Selected passage ::
# Keyboards



## Tankman (May 29, 2011)

Hi all.

First time I have posted on here. I have just started collecting keyboards and have found most of the small pcbs in them have gold plating. Is it worth while processing these?. Or are most of them just flash plated?. Thanks.


----------



## Claudie (May 29, 2011)

Some pictures of what you have would be helpful. Many keyboards have two sheets of Plastic/Mylar in them that contain silver. The wire can be sold as copper, some of the connector ends may contain gold, and then there is the plastic case and keys to recycle also.


----------



## rmi2416 (May 29, 2011)

I actually work for a custom industrial keyboard maker and some of the really expensive industrial keyboards do have gold. As for the plastic keyboards I have a small lot of them in the garage maybe I will crack a few of them open and take a look. I am really interested in the silver mentioned above.

Pics would help I will go take a pic of an industrial PCB real fast and post it on this thread.

Regards.
Ross


----------



## rmi2416 (May 29, 2011)

Here are some pics of industrial kyb PCb's. If you take a look the traces are gold plated at least I believe they are and I am pretty sure.

What you are asked to do ::
In the keyboard thread above, what metal does Claudie say the two sheets of Plastic/Mylar in many keyboards contain?

Data segment ::
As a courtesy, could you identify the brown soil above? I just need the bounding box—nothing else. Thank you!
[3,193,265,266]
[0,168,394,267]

Expected answer ::
Silver.